◆ Input for this task:
----------

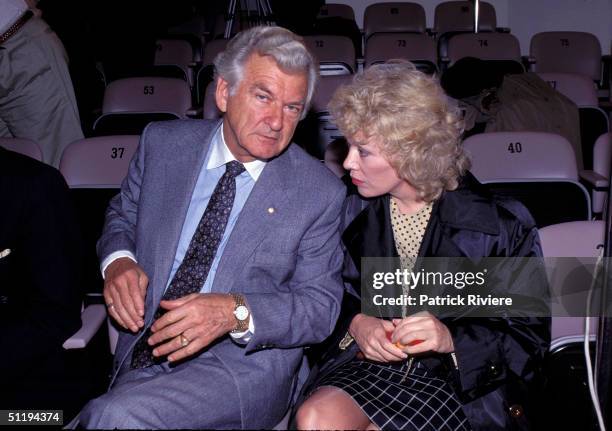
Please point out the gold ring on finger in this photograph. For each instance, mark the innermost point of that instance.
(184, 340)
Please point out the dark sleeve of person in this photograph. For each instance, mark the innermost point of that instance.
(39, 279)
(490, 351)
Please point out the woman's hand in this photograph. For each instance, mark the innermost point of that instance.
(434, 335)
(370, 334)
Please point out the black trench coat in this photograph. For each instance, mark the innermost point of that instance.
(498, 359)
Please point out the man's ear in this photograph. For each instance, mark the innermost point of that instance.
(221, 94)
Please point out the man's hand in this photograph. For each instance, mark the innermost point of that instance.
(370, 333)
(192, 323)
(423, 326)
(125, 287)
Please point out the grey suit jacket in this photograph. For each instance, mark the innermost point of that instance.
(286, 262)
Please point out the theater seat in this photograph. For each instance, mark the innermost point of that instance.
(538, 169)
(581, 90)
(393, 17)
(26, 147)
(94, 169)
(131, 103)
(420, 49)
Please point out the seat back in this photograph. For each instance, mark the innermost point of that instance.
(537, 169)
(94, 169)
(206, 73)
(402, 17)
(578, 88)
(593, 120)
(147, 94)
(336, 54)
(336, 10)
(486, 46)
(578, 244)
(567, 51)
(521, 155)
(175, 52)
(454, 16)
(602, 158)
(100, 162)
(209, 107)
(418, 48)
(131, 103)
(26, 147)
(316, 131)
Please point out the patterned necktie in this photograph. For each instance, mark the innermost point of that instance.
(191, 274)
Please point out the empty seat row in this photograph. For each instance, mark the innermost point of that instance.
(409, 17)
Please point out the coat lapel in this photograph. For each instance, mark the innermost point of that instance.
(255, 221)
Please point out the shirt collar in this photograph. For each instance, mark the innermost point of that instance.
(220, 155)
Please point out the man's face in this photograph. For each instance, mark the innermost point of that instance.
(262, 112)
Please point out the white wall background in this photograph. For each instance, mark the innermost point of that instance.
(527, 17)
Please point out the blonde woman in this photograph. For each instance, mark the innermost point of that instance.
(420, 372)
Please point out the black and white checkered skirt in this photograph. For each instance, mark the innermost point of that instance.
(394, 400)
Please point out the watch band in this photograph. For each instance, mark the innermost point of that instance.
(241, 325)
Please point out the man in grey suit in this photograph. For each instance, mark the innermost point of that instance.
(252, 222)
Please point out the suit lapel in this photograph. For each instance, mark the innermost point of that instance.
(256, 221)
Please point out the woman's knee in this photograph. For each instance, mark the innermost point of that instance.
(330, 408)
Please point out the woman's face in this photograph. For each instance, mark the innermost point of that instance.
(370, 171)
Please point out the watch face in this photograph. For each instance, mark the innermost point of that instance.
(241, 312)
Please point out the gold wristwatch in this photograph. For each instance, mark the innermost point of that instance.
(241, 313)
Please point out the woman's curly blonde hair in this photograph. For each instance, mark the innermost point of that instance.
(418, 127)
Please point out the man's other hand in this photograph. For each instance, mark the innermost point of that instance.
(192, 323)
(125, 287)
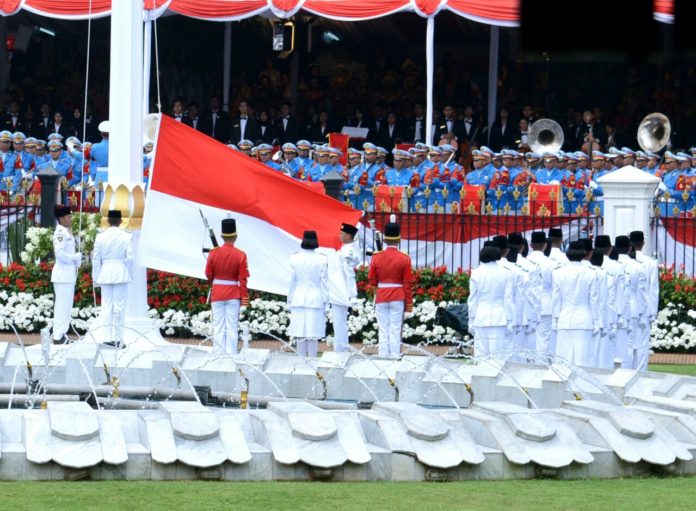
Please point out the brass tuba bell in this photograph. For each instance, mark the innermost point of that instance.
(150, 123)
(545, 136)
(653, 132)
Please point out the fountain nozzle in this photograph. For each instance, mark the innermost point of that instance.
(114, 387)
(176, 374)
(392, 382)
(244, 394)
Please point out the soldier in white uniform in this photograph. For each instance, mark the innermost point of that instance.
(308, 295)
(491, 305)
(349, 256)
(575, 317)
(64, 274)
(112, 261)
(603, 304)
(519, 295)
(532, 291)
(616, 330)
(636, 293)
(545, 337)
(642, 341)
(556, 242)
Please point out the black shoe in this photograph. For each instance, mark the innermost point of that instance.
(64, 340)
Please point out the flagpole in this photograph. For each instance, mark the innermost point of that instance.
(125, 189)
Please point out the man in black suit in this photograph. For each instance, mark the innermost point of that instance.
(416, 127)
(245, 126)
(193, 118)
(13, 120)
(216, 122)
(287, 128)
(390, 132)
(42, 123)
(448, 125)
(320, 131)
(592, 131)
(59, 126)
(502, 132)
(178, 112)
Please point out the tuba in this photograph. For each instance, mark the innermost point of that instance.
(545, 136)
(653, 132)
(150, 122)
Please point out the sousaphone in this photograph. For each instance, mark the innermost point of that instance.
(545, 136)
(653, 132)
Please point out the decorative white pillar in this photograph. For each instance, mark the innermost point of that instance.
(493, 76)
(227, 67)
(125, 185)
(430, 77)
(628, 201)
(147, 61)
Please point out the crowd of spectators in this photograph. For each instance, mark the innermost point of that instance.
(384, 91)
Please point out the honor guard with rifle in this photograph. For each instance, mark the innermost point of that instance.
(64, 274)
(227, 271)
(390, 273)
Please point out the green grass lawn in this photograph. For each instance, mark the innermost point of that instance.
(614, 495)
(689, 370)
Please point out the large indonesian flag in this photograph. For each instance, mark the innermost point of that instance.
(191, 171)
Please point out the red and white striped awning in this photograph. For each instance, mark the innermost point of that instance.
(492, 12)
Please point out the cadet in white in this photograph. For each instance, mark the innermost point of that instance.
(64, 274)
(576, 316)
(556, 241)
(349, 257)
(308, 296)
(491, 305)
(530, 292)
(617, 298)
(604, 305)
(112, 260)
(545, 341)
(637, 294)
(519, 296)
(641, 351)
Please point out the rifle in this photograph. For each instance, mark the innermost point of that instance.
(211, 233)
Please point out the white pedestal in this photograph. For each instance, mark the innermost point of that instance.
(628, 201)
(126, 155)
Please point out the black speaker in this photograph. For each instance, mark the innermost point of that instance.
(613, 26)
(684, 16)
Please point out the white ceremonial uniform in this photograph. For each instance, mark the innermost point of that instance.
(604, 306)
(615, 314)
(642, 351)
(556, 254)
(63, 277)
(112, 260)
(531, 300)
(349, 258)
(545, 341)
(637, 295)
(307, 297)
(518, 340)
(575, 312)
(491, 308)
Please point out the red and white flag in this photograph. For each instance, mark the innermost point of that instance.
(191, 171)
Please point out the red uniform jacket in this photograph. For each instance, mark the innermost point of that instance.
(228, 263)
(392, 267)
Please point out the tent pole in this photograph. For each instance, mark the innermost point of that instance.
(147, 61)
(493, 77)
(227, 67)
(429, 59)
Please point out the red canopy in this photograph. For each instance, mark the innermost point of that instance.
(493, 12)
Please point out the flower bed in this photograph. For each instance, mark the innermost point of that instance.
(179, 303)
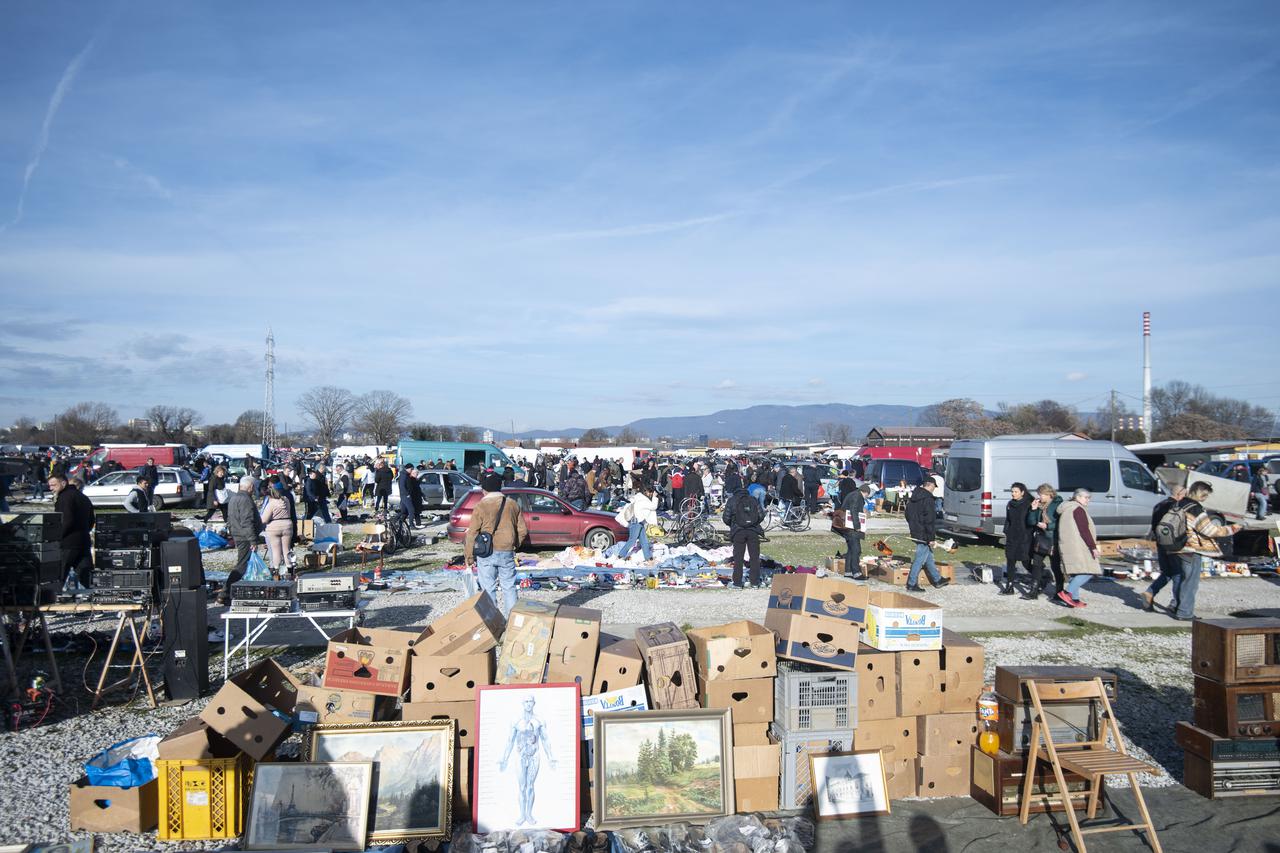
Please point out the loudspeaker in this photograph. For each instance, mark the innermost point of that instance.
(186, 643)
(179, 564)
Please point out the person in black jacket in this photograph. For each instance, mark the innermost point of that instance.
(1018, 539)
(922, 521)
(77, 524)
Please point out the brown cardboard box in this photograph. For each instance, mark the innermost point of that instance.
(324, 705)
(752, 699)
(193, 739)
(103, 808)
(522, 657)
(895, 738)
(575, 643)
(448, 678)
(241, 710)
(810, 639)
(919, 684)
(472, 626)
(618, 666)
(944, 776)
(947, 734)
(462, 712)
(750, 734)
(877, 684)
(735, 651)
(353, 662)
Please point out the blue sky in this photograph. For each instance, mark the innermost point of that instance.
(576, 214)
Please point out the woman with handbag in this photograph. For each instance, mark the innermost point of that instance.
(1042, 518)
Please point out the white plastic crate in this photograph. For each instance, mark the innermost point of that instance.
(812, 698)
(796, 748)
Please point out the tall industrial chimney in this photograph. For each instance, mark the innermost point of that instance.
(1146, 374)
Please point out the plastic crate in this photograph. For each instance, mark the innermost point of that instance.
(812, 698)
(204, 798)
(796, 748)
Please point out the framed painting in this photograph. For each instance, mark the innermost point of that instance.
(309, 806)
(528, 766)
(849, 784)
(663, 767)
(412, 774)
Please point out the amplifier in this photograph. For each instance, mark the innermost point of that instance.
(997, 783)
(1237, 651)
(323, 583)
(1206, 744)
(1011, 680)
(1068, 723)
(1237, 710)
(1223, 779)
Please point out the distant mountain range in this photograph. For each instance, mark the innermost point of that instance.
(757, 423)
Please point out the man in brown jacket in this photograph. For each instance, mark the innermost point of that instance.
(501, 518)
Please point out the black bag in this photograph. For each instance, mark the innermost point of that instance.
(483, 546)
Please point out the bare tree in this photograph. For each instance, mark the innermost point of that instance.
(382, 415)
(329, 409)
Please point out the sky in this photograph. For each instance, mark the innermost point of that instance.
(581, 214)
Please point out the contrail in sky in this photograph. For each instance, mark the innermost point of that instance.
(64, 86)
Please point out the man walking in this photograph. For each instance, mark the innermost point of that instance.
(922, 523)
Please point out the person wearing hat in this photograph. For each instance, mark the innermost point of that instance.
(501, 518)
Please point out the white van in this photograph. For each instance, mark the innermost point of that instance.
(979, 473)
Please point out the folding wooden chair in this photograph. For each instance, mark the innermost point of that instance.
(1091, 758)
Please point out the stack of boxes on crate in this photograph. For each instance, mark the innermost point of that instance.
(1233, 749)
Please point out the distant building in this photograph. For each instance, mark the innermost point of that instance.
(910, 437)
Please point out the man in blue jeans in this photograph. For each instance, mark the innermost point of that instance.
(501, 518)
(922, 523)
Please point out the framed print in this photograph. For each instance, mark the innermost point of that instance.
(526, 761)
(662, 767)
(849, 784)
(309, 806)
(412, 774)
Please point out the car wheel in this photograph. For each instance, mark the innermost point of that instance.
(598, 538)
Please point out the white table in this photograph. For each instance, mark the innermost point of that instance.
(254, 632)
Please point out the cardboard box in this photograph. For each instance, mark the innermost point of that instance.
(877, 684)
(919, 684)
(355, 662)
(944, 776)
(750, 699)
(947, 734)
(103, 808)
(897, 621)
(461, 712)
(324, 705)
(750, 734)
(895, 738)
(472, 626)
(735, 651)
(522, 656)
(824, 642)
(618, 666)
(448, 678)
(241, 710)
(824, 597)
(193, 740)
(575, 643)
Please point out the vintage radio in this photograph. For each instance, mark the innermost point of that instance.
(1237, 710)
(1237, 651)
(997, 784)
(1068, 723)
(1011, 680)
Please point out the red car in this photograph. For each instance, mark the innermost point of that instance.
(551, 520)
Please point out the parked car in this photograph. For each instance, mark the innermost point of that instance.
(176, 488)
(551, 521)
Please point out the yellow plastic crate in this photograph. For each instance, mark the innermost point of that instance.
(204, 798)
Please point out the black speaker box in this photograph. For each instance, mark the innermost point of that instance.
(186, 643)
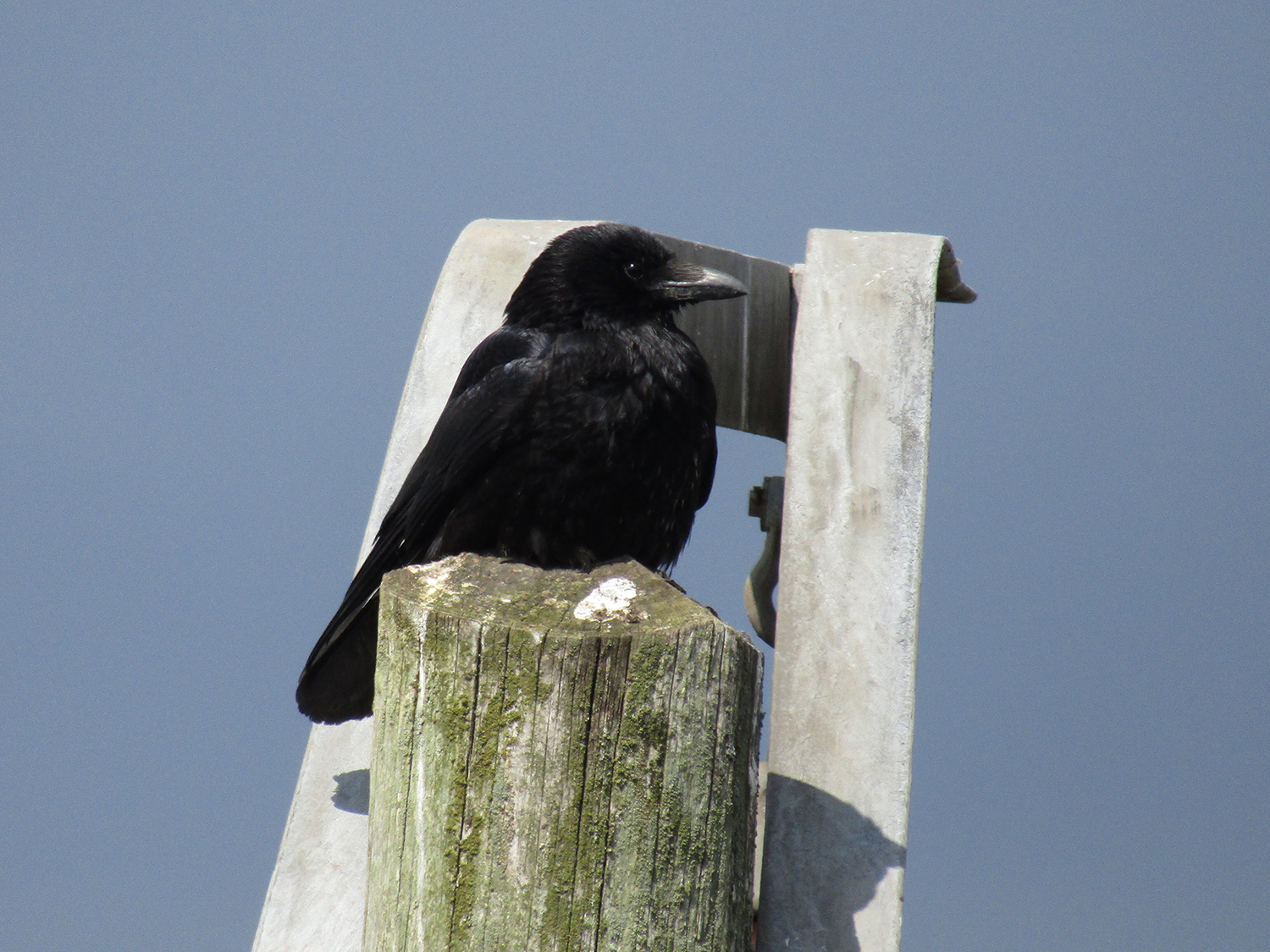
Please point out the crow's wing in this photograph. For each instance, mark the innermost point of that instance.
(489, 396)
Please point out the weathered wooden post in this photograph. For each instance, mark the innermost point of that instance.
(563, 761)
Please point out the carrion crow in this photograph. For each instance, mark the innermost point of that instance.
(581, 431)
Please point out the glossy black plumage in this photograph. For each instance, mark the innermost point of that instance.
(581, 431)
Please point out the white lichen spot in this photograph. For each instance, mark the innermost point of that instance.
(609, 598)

----------

◆ Your task: Reproduce precisely the lines of the listing above, from the line containing "Please point out the parked" to the last line, both ends included. Pictures are to be omitted.

◆ Answer to this task:
Please point out the parked car in this photograph. For each instance, mark the innermost point of that instance.
(176, 488)
(551, 521)
Please point out the yellow plastic crate in this photograph. For each instance, mark the innermost point of that instance.
(204, 798)
Please point out the black speaker box in this photograph. For each instance, mark the innermost point of that instance.
(186, 643)
Please point out the crow's wing in this photograph. For each instance, mark the innermost point of that instance.
(489, 396)
Please point out the weathered wooden post in this photograph. For each instance, mark the innermost point of that instance.
(563, 761)
Please point out the carrion crow in this photograph. For each instance, mark the innermost point of that instance.
(581, 431)
Please point out the glossy black plumage in this photograph. For each instance, mark the innermost point of that instance.
(581, 431)
Please point out the white lichen spot in this photograph. For each instance, mark the innermost point of that instance.
(609, 598)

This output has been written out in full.